TASK INSTRUCTIONS:
Copy every line below in full, beginning at the line that contains "of the small" and stopping after the line that contains "Target: terracotta roof tile". Leave all text unchanged except the answers, where you shift each coordinate value by -149.

[Object position labeling entries]
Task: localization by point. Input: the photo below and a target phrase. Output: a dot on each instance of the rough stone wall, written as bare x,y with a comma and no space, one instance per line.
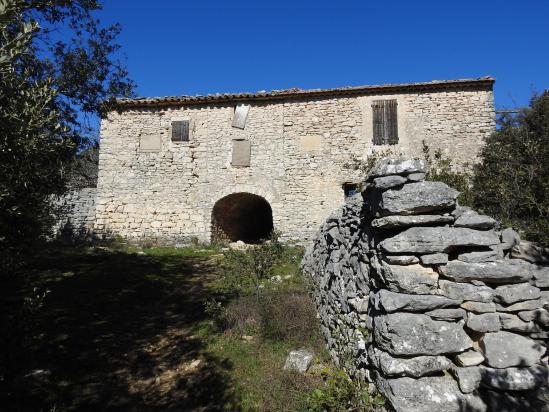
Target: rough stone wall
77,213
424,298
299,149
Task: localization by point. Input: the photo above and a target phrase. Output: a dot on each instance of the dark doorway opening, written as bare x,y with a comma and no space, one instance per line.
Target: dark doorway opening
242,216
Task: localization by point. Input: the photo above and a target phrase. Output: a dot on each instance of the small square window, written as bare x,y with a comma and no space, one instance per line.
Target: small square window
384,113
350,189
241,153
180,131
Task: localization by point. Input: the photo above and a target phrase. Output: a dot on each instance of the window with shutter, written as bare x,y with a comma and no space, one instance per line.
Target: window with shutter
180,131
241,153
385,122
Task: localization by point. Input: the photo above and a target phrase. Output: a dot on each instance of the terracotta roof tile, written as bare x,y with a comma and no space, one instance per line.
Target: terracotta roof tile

...

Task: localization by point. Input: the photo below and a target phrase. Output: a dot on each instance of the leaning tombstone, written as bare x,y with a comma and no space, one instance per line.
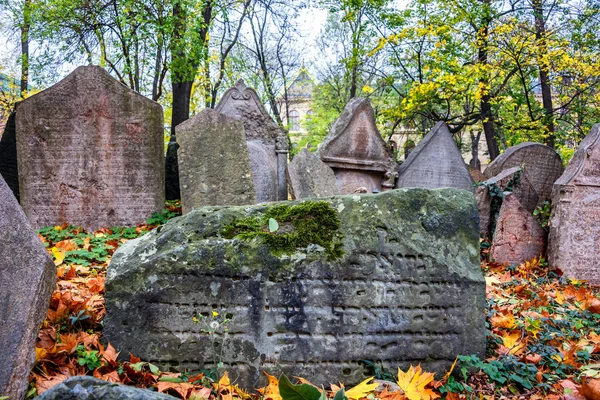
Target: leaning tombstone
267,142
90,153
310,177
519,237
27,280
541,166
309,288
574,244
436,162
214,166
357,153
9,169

TASK RESPONSE:
Task: localization by point. Input: the photo above and a target phrase. Output: a dot on each instance of the small square window, written as bare x,y with a comma and no space, one instance per line.
Target: small square window
235,-36
201,40
92,4
31,-18
Task: localization by point. Input: the photo above and a target phrase. Output: a dot on each instance of the window with shutter, written as bare x,y with a comma and no space, one instance per line.
Target: window with shutter
31,-18
92,4
236,-27
Task: localization by point. Input: the photo above and a target phrase. Output: a dot on each instance of the terracotta roof tile, written as bare x,y with a comma and no space, one instance per line.
Target: terracotta roof tile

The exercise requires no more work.